TEXT PROVIDED –
-*-

The citron-tree thrives in the open air in China, Persia, the West Indies, Madeira, Sicily, Corsica, and the warmer parts of Spain and Italy; and in conservatories it is often to be seen in more northerly regions. Sir Joseph Hooker (Flora of British India, i. 514) regards it as a native of the valleys at the foot of the Himalaya, and of the Khasia hills and the Western Ghauts; Dr Bonavia, however, considers it to have originated in Cochin China or China, and to have been introduced into India, whence it spread to Media and Persia. It was described by Theophrastus as growing in Media, three centuries before Christ, and was early known to the ancients, and the fruit was held in great esteem by them; but they seem to have been acquainted with no other member of the Aurantieae, the introduction of oranges and lemons into the countries of the Mediterranean being due to the Arabs, between the 10th and 15th centuries. Josephus tells us that “the law of the Jews required that at the feast of tabernacles every one should have branches of palm-tree and citron-tree” (Antiq. xiii. 13. 5); and the Hebrew word tappuach, rendered “apples” and “apple-tree” in Cant. ii. 3, 5, Prov. xxv. 11, &c., probably signifies the citron-tree and its fruit. Oribasius in the 4th century describes the fruit, accurately distinguishing the three parts of it. About the 3rd century the tree was introduced into Italy; and, as Gallesio informs us, it was much grown at Salerno in the 11th century. In China citrons are placed in apartments to make them fragrant. The rind of the citron yields two perfumes, oil of cedra and oil of citron, isomeric with oil of turpentine; and when candied it is much esteemed as a dessert and in confectionery. The lemon (q.v.) is now generally regarded as a subspecies Limonum of Citrus medica.

Oribasii Sardiani, Collectorum Medicinalium Libri XVII. i. 64 (De citrio); Gallesio, Traité du citrus (1811); Darwin, Animals and Plants under Domestication, i. 334-336 (1868); Brandis, Forest Flora of North-West and Central India, p. 51 (1874); E. Bonavia, The Cultivated Oranges and Lemons, &c., of India and Ceylon (1890).

-*-

DIRECTIONS FOR THIS TASK – In the citron-tree passage, in which century was the tree much grown at Salerno? These entries come from a separate source unrelated to the citron-tree passage.

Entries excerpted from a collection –

-*-

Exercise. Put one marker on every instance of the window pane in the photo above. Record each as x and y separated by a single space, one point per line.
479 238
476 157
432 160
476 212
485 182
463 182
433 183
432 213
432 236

-*-

OUTPUT OF THE TASK – The 11th century.